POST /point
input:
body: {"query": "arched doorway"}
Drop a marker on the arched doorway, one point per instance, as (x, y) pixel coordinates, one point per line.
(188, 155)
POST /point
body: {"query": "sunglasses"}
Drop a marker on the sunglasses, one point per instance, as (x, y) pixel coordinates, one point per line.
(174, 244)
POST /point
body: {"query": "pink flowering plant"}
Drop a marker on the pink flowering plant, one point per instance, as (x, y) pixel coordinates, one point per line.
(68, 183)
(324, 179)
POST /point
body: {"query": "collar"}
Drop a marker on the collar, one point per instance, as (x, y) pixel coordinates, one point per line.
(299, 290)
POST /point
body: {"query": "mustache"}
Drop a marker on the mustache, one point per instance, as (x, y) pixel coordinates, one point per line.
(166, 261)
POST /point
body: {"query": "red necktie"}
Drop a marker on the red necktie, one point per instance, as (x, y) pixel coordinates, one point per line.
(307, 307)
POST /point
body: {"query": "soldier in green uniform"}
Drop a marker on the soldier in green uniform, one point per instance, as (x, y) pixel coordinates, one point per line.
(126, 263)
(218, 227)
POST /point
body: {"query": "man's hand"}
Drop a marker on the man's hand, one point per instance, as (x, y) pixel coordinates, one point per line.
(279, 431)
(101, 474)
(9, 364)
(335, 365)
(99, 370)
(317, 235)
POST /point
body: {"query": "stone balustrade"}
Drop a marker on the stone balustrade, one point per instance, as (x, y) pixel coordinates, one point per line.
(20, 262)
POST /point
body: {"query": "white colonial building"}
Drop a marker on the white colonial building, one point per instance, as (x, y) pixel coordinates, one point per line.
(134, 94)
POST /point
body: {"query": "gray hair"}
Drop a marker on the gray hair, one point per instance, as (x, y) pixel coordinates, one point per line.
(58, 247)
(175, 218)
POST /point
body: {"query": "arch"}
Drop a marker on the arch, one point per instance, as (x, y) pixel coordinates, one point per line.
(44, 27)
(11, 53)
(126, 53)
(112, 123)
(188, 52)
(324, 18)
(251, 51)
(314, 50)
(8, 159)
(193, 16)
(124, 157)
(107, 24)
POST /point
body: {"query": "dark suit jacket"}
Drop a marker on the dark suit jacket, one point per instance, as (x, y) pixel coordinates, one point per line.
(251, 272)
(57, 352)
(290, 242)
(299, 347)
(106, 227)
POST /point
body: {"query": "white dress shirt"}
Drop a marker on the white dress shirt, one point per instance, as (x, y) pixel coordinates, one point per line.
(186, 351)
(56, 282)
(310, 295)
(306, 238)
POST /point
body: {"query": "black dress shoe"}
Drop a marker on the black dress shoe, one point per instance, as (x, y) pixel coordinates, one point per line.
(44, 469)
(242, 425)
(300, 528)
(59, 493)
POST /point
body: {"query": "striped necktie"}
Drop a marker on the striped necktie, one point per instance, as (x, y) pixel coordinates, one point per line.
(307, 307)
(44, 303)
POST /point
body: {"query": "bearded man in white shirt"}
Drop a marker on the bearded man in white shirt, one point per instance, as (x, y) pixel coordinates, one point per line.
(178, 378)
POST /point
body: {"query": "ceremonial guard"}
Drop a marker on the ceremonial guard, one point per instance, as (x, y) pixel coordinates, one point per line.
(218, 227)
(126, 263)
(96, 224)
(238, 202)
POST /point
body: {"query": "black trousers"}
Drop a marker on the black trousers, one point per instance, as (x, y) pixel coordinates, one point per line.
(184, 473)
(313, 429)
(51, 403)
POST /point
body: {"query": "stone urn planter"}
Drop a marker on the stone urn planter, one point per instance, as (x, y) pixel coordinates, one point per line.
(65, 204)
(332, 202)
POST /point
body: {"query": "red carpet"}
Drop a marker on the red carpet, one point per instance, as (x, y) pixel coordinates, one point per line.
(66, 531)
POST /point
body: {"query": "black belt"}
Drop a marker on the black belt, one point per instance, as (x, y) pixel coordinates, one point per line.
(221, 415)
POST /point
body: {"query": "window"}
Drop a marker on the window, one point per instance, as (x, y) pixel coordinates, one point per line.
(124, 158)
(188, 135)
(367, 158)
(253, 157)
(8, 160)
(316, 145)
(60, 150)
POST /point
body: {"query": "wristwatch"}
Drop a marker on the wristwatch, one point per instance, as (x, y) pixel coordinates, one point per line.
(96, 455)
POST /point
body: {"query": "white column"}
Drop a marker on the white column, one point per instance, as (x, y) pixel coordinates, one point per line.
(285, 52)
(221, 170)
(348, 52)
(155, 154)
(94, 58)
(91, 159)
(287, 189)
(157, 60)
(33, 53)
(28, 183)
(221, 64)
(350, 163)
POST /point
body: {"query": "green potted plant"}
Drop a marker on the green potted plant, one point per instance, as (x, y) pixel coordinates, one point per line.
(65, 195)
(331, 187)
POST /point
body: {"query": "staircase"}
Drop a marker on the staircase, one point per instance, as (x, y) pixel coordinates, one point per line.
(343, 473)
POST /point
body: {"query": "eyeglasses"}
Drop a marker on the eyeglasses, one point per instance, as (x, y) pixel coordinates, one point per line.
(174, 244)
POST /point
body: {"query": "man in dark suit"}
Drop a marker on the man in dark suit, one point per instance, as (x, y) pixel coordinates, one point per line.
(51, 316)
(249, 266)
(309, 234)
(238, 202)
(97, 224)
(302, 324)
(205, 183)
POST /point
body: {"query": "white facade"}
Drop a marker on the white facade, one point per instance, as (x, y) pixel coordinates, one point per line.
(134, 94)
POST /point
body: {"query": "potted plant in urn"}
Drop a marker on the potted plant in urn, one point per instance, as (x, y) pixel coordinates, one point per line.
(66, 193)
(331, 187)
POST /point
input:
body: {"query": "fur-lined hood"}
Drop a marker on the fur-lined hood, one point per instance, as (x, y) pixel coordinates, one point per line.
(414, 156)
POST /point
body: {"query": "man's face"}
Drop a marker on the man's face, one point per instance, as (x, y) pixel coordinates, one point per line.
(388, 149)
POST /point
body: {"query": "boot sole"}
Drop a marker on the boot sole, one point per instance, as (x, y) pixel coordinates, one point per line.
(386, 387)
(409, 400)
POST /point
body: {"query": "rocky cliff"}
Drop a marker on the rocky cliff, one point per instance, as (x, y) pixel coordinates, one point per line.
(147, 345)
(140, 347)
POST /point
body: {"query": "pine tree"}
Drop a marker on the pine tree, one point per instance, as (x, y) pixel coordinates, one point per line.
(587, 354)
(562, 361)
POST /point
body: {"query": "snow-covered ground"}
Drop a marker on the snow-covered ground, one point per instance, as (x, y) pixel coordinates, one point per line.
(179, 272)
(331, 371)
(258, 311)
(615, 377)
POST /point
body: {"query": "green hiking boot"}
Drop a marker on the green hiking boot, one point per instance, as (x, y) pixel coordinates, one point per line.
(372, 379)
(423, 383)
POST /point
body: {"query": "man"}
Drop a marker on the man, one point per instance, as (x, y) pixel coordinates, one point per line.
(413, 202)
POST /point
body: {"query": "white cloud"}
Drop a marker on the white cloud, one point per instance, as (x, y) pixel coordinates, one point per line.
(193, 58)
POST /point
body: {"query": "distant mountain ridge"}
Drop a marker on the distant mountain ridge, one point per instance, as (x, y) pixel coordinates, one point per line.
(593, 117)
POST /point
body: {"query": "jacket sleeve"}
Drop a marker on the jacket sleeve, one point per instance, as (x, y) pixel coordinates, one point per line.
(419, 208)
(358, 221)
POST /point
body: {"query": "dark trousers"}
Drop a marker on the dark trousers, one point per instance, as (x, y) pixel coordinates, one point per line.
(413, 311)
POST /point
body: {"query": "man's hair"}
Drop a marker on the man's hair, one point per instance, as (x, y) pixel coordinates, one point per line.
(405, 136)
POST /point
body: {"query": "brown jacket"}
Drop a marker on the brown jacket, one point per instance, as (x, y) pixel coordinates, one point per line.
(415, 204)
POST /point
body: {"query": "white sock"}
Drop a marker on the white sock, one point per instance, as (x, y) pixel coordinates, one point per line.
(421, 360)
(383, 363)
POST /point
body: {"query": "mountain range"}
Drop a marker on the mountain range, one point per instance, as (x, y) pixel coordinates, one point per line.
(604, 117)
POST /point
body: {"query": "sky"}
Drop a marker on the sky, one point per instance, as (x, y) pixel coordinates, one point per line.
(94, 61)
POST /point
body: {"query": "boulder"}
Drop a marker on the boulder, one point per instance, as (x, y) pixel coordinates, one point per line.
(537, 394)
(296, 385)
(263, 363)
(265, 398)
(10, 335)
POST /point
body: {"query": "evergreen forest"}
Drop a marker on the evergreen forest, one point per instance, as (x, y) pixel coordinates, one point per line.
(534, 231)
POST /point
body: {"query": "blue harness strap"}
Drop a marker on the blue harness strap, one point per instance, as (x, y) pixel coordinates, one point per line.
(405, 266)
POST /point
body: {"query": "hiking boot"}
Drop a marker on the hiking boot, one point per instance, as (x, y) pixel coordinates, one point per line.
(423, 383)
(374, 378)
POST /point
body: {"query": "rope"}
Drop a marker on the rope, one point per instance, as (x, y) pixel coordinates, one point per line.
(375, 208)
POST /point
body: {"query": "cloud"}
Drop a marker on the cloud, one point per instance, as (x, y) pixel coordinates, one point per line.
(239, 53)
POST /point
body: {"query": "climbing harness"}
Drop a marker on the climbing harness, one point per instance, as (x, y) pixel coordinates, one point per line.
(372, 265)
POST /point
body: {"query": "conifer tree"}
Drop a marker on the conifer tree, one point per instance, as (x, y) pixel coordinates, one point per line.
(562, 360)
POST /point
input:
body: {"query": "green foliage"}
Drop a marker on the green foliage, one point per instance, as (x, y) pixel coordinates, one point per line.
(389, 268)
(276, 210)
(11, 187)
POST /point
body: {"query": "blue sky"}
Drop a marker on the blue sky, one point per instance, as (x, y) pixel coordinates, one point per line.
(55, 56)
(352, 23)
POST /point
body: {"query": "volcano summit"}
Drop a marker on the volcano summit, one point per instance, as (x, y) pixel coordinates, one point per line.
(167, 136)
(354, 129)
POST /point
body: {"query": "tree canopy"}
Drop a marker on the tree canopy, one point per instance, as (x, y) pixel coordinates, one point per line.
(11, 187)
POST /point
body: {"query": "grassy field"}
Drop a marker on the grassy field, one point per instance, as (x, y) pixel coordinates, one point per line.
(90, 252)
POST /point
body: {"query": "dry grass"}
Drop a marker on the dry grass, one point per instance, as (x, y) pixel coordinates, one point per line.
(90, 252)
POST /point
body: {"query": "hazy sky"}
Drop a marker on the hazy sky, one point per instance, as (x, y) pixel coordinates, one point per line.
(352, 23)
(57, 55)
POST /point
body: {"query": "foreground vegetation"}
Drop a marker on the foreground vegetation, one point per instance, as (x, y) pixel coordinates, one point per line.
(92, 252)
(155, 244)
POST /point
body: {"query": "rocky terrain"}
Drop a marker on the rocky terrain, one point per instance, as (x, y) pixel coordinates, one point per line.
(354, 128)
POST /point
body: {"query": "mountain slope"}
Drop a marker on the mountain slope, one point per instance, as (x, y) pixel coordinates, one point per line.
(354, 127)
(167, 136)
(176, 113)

* YOUR GOAL
For this exercise, copy the lines from the one that contains "Drop a marker on the dry" through the last line of the records, exactly and only those.

* RESULT OF THE EXERCISE
Drop a marker on the dry grass, one point per instance, as (x, y) pixel coordinates, one point per line.
(90, 252)
POST /point
body: {"query": "hazy sky"}
Drop a marker on the hazy sky, one point per instance, as (x, y) pixel coordinates, one point per line.
(352, 23)
(57, 55)
POST /point
body: {"query": "foreground vegetation"}
Drop a marker on the foreground vegetation, one point per instance, as (x, y) pixel coordinates, one point per line.
(92, 252)
(155, 244)
POST /point
body: {"query": "rocky terrain"}
Drop a marker on the rocky terrain, one point per instance, as (x, y) pixel coordinates, one point per line.
(354, 128)
POST /point
body: {"query": "mountain slope"}
Drop a marker on the mountain slope, one point per instance, as (x, y) pixel coordinates, one point per line.
(354, 127)
(167, 136)
(176, 113)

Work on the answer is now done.